== EXTRACTED INFORMATION ==

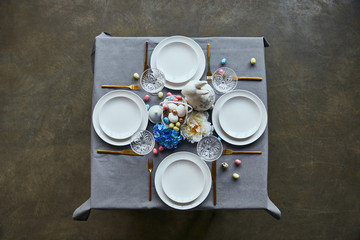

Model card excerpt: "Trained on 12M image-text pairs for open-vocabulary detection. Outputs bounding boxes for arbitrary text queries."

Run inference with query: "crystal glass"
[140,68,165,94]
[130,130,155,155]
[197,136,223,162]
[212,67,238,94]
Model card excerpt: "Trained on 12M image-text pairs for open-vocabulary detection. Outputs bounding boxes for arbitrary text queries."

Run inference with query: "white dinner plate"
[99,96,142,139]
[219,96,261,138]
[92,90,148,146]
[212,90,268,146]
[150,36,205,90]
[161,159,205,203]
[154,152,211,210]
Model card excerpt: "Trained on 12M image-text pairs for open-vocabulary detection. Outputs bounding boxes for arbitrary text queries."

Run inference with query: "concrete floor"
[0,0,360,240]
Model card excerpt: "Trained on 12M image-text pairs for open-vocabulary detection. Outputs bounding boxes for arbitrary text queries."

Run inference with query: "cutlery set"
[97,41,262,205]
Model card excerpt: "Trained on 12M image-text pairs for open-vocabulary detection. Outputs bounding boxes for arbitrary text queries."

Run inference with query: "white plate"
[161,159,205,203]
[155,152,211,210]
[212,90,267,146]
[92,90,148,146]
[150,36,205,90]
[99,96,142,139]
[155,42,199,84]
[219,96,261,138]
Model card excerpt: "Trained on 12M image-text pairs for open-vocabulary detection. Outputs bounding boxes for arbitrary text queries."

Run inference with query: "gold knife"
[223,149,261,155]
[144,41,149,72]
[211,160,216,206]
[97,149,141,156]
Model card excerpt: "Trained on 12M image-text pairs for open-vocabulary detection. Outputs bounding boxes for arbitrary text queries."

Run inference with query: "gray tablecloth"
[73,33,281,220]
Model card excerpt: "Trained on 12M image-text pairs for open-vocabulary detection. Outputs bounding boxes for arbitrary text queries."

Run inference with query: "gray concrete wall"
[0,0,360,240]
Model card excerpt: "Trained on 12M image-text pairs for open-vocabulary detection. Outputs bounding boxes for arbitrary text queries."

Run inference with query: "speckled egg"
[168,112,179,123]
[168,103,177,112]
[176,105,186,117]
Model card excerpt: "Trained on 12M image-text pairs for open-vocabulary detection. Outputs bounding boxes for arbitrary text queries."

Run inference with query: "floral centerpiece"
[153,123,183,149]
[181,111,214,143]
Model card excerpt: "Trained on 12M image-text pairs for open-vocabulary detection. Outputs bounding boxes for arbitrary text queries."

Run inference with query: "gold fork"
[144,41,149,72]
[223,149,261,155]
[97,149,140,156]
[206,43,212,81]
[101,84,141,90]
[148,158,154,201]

===
== EXTRACTED INFORMATION ==

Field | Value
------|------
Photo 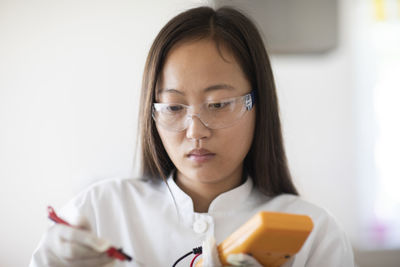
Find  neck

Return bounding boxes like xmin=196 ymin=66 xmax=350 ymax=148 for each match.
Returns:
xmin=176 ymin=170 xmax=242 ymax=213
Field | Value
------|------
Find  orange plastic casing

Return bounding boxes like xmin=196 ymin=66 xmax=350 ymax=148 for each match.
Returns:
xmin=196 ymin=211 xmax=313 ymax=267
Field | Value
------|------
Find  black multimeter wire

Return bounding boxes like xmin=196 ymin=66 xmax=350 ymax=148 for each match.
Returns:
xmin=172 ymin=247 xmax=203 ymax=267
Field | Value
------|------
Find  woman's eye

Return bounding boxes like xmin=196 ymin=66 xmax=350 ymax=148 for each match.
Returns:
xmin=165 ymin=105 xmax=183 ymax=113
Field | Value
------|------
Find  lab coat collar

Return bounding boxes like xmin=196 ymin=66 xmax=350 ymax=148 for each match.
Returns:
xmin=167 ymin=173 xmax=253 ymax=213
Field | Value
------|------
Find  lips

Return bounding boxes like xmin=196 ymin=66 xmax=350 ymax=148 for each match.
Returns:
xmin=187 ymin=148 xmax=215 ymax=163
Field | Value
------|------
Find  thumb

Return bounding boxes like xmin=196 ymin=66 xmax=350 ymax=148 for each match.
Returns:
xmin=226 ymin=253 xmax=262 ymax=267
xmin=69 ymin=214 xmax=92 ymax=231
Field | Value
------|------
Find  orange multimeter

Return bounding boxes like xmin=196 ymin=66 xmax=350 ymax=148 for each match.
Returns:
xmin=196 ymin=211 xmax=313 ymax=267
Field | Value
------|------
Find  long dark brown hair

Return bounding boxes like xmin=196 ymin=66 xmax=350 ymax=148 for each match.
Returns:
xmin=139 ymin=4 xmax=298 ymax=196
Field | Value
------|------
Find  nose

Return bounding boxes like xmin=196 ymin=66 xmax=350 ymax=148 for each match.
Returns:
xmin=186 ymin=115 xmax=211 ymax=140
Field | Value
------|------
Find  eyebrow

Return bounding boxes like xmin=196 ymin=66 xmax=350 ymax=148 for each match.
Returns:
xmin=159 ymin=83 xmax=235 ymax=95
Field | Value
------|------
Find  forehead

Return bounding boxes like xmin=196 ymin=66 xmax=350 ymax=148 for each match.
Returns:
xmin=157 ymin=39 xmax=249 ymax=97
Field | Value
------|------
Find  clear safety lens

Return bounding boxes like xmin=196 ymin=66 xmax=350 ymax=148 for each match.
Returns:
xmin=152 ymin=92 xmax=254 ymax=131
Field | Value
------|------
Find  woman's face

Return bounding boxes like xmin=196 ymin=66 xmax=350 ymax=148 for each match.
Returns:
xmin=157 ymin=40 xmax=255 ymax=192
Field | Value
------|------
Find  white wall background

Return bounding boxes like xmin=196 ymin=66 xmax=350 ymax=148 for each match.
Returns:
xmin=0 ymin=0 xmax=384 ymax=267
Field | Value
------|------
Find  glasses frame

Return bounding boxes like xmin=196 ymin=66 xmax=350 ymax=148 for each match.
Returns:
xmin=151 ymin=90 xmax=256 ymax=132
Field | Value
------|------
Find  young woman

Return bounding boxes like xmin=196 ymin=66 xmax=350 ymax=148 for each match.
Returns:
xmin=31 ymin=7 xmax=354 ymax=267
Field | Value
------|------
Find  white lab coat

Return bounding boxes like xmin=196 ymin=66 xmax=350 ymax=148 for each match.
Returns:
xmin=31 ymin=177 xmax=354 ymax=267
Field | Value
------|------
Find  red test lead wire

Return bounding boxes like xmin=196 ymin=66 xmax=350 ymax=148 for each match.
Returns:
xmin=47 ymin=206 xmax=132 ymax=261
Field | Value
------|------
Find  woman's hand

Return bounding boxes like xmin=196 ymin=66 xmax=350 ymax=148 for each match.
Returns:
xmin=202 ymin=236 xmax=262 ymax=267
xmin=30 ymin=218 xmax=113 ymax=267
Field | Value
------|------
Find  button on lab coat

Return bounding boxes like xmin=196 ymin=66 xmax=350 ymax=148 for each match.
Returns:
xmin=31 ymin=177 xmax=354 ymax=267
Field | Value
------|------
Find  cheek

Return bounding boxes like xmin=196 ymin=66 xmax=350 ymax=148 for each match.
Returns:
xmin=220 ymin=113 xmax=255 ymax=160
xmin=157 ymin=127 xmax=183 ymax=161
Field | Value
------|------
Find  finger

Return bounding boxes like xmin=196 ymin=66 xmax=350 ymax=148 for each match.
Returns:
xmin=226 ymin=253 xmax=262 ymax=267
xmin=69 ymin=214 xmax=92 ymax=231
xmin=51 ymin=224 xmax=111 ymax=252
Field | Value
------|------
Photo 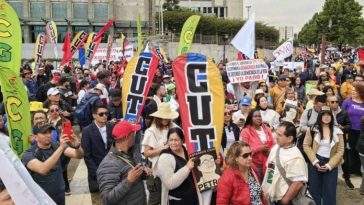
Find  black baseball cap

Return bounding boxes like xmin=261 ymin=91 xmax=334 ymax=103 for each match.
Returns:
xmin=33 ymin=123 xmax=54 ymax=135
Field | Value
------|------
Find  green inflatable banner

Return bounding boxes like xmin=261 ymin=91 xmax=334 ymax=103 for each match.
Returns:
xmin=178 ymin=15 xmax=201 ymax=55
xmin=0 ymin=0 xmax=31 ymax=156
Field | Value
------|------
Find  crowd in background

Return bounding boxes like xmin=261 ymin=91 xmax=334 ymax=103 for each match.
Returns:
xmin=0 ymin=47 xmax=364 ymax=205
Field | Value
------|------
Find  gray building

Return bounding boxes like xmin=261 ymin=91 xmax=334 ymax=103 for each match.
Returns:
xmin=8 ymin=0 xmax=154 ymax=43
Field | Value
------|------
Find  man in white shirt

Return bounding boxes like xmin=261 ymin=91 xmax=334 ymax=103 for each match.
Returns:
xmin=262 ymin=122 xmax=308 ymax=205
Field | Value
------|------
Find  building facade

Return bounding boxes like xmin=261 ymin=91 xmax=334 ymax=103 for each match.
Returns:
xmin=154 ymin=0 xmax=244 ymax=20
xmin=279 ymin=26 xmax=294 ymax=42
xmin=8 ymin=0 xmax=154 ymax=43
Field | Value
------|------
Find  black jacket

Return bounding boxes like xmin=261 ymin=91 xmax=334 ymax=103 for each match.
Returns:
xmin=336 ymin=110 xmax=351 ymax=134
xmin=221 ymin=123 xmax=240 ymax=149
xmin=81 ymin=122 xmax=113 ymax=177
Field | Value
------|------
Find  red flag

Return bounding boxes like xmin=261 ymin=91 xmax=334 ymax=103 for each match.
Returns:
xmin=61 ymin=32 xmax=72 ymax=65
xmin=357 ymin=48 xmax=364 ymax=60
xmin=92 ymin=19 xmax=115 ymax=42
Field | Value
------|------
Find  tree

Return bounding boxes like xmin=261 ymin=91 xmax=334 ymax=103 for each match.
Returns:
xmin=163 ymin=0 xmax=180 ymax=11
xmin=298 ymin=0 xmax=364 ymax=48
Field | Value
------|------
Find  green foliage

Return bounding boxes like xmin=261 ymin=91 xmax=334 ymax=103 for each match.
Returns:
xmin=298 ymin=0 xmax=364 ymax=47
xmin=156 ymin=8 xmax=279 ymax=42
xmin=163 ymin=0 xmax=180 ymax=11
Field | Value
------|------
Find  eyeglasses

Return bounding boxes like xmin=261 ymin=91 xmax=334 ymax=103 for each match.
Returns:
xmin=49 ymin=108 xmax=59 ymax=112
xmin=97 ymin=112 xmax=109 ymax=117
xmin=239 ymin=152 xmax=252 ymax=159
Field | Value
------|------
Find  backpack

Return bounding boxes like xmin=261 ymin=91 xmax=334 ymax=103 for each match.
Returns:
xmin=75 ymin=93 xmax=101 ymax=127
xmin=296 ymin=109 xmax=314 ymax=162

===

* REQUIRED TASK *
Gather every line of the records that contains the string "wire", copying each one in full. Case counts.

* CORRECT RESULT *
Find  black multimeter wire
Find  red test lead wire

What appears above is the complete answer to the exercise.